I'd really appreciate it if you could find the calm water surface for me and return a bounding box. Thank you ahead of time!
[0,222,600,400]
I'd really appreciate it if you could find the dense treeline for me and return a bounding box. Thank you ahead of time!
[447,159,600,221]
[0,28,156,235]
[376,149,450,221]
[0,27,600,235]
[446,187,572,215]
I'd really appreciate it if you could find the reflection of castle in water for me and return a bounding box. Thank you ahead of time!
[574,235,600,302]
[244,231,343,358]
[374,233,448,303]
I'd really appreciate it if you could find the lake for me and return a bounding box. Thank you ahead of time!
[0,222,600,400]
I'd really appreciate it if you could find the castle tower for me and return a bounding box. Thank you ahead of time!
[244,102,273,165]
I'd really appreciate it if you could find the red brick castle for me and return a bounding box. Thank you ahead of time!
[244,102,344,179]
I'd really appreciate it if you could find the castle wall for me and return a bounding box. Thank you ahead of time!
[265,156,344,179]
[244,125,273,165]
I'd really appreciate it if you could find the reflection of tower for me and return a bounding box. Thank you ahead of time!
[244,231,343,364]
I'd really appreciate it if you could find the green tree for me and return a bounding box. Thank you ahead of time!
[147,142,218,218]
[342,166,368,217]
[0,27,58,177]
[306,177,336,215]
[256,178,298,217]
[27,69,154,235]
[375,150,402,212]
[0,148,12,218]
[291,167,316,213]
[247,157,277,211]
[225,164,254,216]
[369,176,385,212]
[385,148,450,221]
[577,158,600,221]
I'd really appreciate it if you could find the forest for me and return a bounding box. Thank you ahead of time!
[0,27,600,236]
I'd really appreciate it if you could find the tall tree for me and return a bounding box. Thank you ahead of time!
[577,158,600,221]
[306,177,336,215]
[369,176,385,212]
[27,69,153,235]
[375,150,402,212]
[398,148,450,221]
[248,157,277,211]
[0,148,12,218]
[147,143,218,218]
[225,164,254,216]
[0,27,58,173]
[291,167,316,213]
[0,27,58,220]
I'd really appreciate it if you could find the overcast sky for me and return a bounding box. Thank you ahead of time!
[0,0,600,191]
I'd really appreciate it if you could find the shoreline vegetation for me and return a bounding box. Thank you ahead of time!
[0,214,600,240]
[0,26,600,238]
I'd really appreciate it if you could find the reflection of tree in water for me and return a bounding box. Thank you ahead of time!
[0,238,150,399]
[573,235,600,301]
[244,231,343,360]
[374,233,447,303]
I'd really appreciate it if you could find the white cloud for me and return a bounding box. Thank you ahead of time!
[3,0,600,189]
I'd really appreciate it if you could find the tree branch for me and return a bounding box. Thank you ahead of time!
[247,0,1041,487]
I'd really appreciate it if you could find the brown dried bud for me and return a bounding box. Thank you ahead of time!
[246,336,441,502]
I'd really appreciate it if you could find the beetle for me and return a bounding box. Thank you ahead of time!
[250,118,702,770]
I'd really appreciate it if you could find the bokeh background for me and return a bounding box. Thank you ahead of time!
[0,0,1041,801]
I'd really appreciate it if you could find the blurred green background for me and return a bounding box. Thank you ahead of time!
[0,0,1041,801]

Exercise objective: Rewrite the material above, swapping each "bounding box" for "rectangle" and leaving every other word unchanged.

Result of this task:
I'd really appreciate it if you could find the calm water surface for me and return a rectangle. Thank you ahead of time!
[0,222,600,400]
I'd really appreciate it if you could find the dense treeline for me and return a rectangle. Thank you ahead of time!
[447,159,600,221]
[0,28,156,235]
[376,149,450,221]
[0,27,600,235]
[446,187,572,215]
I'd really appreciate it if you could find the reflection of castle in water for me and return a rectangle. Thank you ahead of time!
[574,235,600,302]
[244,231,343,358]
[374,233,448,303]
I'd really appreciate it if you could find the lake for me and return a rectangle. Thank you ahead of time!
[0,222,600,400]
I'd really appreciate it if you could find the castle tower for me and return a rectangle. Thank you ahead of time!
[244,102,273,165]
I'd really appreciate it if you could find the red brick castle for me and return a rectangle. Thank you ahead of time!
[244,102,344,179]
I'd really appreciate it if you could find the castle wall for me and return a rectangle. Thank you ahead of time!
[265,156,344,179]
[244,125,273,165]
I'd really appreciate it if you could find the reflection of tower for me and return a rectangle. Thank you ahead of time!
[244,231,343,364]
I'd really appreciate it if you could find the green tree for me and return a rectangle. Thank you ahead of time!
[147,142,218,218]
[342,166,368,217]
[0,27,58,177]
[306,177,336,215]
[256,178,298,217]
[27,69,154,235]
[375,150,402,212]
[0,148,12,218]
[291,167,316,213]
[247,157,277,211]
[225,164,254,216]
[369,176,385,212]
[385,148,450,221]
[577,158,600,221]
I'd really appreciate it if you could find the forest for me and return a rectangle. Thank you ahead of time!
[0,27,600,236]
I'd really appreciate it if you could find the tall tree for me and return a rectangle. Thank you ahead of time!
[577,158,600,221]
[306,177,336,215]
[369,176,385,212]
[27,69,153,235]
[375,150,402,212]
[398,148,450,221]
[248,157,277,211]
[0,148,12,218]
[147,143,218,218]
[225,164,254,216]
[0,27,58,173]
[291,167,316,213]
[0,27,58,220]
I'd really appreciate it if you could find the overcast sky for me and return a rectangle. Thank you ahead of time!
[0,0,600,191]
I'd really appreciate it if you could find the shoreline vegetation for me and return a rectangle. Thank you ahead of time!
[0,214,600,240]
[0,26,600,238]
I'd really appreciate it if you could find the reflection of tree in water for me and return a rectangle. Thank you ahead of time!
[0,238,150,399]
[573,235,600,301]
[244,231,343,360]
[374,233,447,303]
I'd really appreciate it if you could find the white cloud for me and return a rectangle. Thank you ahead of time!
[3,0,600,189]
I'd really appreciate it if you could find the tree branch for me and return a rectangle. Thank you ahead of time!
[247,0,1041,487]
I'd really appreciate it if you could find the brown dried bud for me and return a rectangle. Thank you ahead of time!
[246,336,441,502]
I'd really appreciate it if you could find the beetle for me and return a rectangle. Thank you ahead of time!
[250,118,702,770]
I'd really appreciate it if you could find the bokeh background for me and return a rectangle. Thank you ahead of time!
[0,0,1041,801]
I'd really appreciate it if you could find the blurred green background for me and return a rectangle. Thank you ahead of time!
[0,0,1041,801]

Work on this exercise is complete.